[Stored records]
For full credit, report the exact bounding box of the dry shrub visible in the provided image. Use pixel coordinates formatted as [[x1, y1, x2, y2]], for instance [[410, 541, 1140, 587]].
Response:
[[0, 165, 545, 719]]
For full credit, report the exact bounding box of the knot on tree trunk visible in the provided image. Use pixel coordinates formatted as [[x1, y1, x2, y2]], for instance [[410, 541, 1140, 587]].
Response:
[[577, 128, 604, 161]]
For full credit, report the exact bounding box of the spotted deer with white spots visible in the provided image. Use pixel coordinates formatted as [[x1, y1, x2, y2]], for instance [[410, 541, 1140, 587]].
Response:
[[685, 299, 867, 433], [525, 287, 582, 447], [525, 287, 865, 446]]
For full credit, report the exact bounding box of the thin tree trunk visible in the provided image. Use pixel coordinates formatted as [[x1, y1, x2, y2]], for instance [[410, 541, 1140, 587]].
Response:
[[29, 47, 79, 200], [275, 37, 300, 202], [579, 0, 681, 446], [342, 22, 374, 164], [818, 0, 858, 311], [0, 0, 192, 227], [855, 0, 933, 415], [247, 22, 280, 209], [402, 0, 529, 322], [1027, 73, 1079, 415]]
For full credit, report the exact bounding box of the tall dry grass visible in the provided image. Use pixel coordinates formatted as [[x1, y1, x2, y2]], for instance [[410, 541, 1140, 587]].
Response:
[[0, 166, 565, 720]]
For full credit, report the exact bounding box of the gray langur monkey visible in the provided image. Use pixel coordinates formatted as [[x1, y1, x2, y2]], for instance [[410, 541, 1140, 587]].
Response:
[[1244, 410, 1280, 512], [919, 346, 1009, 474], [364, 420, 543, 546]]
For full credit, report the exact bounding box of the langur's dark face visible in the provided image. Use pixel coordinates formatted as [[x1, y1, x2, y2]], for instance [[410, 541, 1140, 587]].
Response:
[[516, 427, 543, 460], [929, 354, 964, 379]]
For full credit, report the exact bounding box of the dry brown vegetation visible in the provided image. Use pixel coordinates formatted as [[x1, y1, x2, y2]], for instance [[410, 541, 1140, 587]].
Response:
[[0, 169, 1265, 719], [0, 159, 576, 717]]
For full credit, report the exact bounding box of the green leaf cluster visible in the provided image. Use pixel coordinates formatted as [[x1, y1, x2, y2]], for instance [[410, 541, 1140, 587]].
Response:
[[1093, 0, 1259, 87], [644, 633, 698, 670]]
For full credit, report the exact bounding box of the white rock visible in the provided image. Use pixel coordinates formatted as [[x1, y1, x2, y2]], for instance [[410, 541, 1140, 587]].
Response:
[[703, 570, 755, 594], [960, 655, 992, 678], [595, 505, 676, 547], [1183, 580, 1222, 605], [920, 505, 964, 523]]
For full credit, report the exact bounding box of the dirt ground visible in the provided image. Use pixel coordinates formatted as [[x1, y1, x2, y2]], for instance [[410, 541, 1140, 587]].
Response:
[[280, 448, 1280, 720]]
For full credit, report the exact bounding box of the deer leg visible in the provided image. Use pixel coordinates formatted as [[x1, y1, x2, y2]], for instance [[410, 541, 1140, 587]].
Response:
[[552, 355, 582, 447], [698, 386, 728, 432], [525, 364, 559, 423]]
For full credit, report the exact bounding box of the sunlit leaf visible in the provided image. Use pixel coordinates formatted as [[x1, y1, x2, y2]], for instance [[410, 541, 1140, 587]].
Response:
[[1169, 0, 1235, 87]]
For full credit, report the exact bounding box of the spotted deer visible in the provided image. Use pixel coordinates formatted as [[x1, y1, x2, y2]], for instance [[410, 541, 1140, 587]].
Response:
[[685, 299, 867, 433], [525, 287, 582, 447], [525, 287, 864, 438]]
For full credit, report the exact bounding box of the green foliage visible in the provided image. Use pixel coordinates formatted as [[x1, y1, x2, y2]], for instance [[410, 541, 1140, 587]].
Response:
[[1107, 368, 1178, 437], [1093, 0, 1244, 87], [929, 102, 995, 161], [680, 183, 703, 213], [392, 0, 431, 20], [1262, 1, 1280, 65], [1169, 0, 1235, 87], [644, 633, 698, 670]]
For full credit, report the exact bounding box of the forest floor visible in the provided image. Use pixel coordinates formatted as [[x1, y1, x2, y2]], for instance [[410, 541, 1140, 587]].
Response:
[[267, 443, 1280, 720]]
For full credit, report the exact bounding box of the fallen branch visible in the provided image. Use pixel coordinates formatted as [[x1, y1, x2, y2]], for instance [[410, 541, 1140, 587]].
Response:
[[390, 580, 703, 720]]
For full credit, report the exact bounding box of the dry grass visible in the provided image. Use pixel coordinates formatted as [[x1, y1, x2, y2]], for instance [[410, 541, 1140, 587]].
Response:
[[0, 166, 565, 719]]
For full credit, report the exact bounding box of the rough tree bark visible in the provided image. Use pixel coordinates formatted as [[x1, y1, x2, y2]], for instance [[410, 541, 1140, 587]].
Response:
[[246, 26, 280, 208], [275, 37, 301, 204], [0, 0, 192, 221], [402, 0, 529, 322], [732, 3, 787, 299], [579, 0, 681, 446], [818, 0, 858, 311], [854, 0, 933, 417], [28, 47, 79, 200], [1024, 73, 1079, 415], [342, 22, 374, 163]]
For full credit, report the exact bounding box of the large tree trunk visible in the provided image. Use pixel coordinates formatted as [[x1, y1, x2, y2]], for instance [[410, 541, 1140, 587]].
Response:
...
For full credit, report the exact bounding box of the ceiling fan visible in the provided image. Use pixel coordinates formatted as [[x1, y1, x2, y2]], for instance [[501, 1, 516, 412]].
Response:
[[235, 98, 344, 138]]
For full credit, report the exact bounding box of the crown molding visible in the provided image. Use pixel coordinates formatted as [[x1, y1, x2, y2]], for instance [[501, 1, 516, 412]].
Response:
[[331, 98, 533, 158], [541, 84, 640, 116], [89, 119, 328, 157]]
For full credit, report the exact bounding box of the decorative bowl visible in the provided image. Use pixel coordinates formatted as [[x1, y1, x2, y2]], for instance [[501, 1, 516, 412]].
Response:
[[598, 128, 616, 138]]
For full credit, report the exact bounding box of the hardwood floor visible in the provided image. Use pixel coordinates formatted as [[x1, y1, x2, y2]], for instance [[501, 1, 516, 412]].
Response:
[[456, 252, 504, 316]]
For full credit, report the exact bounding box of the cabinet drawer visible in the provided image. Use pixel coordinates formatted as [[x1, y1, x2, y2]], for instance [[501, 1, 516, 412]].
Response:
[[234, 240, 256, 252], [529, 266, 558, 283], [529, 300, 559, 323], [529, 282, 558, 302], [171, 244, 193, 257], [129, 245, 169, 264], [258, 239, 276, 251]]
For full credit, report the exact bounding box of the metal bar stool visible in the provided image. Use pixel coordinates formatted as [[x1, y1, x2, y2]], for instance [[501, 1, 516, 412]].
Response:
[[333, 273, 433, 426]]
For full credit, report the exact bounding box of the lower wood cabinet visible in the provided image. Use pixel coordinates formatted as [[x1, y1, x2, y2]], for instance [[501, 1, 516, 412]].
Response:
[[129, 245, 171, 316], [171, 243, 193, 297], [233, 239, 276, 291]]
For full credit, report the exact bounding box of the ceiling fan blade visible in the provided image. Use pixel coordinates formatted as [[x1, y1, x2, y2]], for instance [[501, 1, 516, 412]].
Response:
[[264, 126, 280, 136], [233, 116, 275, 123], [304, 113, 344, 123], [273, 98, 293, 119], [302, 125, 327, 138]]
==
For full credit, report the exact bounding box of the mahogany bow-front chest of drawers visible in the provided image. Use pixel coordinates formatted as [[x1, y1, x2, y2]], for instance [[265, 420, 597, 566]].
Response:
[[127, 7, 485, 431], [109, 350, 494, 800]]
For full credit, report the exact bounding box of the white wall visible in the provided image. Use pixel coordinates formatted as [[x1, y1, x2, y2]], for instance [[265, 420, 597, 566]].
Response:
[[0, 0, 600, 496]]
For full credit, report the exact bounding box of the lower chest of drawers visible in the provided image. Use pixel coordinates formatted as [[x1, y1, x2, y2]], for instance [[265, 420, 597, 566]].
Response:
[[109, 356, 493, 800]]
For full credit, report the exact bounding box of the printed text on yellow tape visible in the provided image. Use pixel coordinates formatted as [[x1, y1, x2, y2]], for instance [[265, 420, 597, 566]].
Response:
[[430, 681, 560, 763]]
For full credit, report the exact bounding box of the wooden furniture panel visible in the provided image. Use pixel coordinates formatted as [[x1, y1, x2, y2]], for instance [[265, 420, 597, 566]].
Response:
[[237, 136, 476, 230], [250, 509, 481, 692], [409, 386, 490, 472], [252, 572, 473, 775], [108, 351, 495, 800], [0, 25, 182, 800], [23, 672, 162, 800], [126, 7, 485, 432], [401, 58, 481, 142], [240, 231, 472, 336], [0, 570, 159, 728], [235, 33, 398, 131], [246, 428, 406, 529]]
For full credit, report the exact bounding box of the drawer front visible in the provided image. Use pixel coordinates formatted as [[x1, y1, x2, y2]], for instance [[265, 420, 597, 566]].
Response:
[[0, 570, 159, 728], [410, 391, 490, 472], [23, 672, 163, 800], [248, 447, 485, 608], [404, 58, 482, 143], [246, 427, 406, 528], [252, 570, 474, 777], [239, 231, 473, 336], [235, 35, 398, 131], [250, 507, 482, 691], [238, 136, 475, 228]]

* [Task goal] Quote the entries word for word, from the line with "the dry shrub" up to and including the line with "287, 865, 446]]".

* [Complete response]
For full credit, report the exact bounding box of the dry shrub visible in the provided image. Use pixel coordinates formatted as [[x1, y1, x2, y2]], for instance [[410, 541, 1140, 587]].
Response:
[[0, 165, 545, 719]]
For full credit, report the exact bounding box of the knot on tree trunk visible in the provided image. Use pixel coordinates formatted as [[x1, y1, x2, y2]], for instance [[410, 541, 1140, 587]].
Response:
[[577, 128, 604, 161]]
For full credit, report the exact bounding box of the spotted deer with white spots visible in the provided image. Use pixel coordinates formatted as [[x1, y1, x2, y2]], for instance [[410, 541, 1140, 587]].
Response:
[[685, 299, 867, 433], [525, 287, 582, 447], [525, 287, 865, 446]]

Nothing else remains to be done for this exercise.